▶ Problem requirements: Give the entries again, precisely as they were written.

(Natural language region descriptions)
BEGIN

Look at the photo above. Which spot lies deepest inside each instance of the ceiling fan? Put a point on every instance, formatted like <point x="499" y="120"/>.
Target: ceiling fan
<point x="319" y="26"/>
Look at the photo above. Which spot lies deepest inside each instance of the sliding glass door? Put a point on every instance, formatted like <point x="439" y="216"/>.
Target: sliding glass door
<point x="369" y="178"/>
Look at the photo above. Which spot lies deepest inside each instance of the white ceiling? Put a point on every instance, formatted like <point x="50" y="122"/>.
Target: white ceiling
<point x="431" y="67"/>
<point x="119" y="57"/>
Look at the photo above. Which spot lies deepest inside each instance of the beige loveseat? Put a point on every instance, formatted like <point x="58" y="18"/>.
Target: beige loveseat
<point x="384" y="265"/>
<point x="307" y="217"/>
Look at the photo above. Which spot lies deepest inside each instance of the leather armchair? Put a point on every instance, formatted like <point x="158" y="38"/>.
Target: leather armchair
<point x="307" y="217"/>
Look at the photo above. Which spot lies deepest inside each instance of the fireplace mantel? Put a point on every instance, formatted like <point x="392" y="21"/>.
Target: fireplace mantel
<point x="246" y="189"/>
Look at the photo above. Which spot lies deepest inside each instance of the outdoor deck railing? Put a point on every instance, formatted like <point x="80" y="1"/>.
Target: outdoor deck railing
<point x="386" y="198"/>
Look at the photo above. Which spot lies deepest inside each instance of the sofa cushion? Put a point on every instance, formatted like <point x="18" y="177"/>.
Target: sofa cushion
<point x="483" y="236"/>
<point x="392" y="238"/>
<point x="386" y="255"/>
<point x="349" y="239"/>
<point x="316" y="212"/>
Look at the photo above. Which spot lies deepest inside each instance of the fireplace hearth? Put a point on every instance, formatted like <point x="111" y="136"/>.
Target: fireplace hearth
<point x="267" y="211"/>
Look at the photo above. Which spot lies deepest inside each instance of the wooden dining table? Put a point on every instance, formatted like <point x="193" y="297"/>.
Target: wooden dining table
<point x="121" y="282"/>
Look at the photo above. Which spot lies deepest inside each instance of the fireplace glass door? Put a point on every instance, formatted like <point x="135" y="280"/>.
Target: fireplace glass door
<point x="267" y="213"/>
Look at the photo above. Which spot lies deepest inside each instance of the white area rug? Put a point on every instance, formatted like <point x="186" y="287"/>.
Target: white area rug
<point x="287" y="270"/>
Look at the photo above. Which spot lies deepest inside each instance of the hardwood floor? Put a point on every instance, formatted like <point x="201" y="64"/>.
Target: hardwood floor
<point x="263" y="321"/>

END

▶ Output:
Look at the photo above. Which spot lies deepest inside each instance of the ceiling fan? Put a point on every instance, formatted like <point x="499" y="120"/>.
Target: ceiling fan
<point x="319" y="26"/>
Look at the photo above. Which spot lies deepest inside each instance of the sliding glass door? Put a point on every instance, formatted like <point x="439" y="216"/>.
Target: sliding glass door
<point x="369" y="178"/>
Look at the photo above. Which spot lies deepest inside each instance of the white ceiling? Put a point on every instance, formatted like <point x="50" y="122"/>.
Target: white ceiling
<point x="431" y="67"/>
<point x="119" y="57"/>
Look at the photo above. Which spot lies deepest inside each instance of the beige loveseat? Put a point on every instance, formatted like <point x="58" y="18"/>.
Target: beige loveseat
<point x="384" y="265"/>
<point x="307" y="217"/>
Look at the photo above. Which spot lies deepest inside each instance of the leather armchair? Put a point on every instance, formatted like <point x="158" y="38"/>.
Target: leather armchair
<point x="307" y="217"/>
Look at the photo above. Which spot lies deepest inside each instance of the fireplace mantel? Put a point on every instance, formatted like <point x="392" y="21"/>.
Target: fireplace mantel
<point x="246" y="189"/>
Look at the photo above. Which spot lies deepest inside each instance of the outdoor deck railing? Put a point on every instance, formatted like <point x="80" y="1"/>.
Target: outdoor deck railing
<point x="386" y="198"/>
Look at the photo above. Which spot lies deepest inside each instance of the sofa cushion? Put a point on every instance, formatted like <point x="18" y="177"/>.
Target: sofa cushion
<point x="483" y="236"/>
<point x="392" y="238"/>
<point x="386" y="255"/>
<point x="349" y="239"/>
<point x="316" y="212"/>
Look at the photo above. Which spot lies deepest inside each instance of the fireplace hearth? Put a point on every instance, formatted like <point x="111" y="136"/>.
Target: fireplace hearth
<point x="267" y="211"/>
Look at the photo above. Which spot lies deepest inside each instance of the wooden dining table? Put a point on every instance, formatted like <point x="193" y="297"/>.
Target: wooden dining table
<point x="121" y="282"/>
Look at the photo above. Which spot lies deepest inside each instance of the fireplace glass door? Put a point on every instance, formatted like <point x="135" y="280"/>.
Target: fireplace glass door
<point x="267" y="213"/>
Look at the photo above. Which spot lies deepest inside each instance of the white area rug? Put a point on every instance, formatted like <point x="186" y="287"/>.
Target: white area rug
<point x="287" y="270"/>
Look at the photo above. Which spot lies deepest inside each instance of the hardwood floor? Put a point on every instance, formatted like <point x="201" y="64"/>.
Target: hardwood floor
<point x="263" y="321"/>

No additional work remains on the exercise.